Now, let's see whether the Bayesian bootstrap will reproduce $p(\theta > 0 | x) = 0.8$.

First of all, note that reasonable optimizers (e.g. well-conditined gradient ascent) will find the positive mode if the initial value is positive, and the negative mode if the initial value is negative. So, irrespective of the noise induced by the bootstrap, the BB estimate of $P(\theta > 0)$ will be precisely the probability that the initial value for optimization is positive. With symmetric random restarts, this probability will be $0.5$, not $0.8$. There is no need to run simulations to confirm this result.

A resonable question is whether drawing bootstrap samples of $x$ and finding a global optimum can overcome this obvious shortcoming. Let's take a look.

In [7]:
DrawBootstrapSample <- function(x) {
    return(x[sample.int(length(x), replace=TRUE)])
}

GetBootstrapFit <- function(bb_data) {
  x_boot <- DrawBootstrapSample(bb_data$x)

■ Provided data ■
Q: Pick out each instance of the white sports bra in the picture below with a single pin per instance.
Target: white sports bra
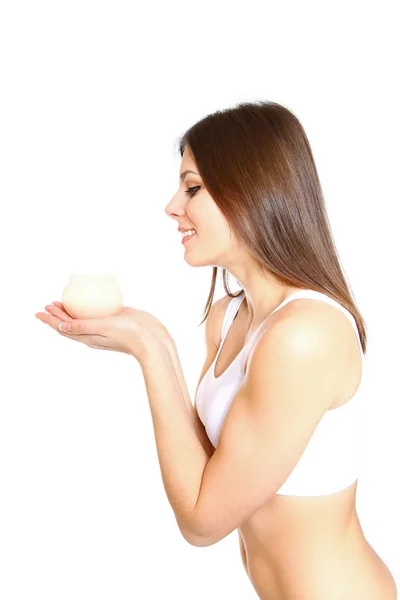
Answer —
(332, 458)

■ What to do ■
#1 Duplicate the Bayesian bootstrap passage from "Now, let's see" to "return(x[sample.int(length(x), replace=TRUE)])".
#2 In the Bayesian bootstrap passage, what will the probability of a positive initial value be with symmetric random restarts?
The data above is unrelated to the Bayesian bootstrap passage.

■ Task-by-task solutions ■
#1
Now, let's see whether the Bayesian bootstrap will reproduce $p(\theta > 0 | x) = 0.8$.

First of all, note that reasonable optimizers (e.g. well-conditined gradient ascent) will find the positive mode if the initial value is positive, and the negative mode if the initial value is negative. So, irrespective of the noise induced by the bootstrap, the BB estimate of $P(\theta > 0)$ will be precisely the probability that the initial value for optimization is positive. With symmetric random restarts, this probability will be $0.5$, not $0.8$. There is no need to run simulations to confirm this result.

A resonable question is whether drawing bootstrap samples of $x$ and finding a global optimum can overcome this obvious shortcoming. Let's take a look.

In [7]:
DrawBootstrapSample <- function(x) {
    return(x[sample.int(length(x), replace=TRUE)])

#2 It will be 0.5, not 0.8.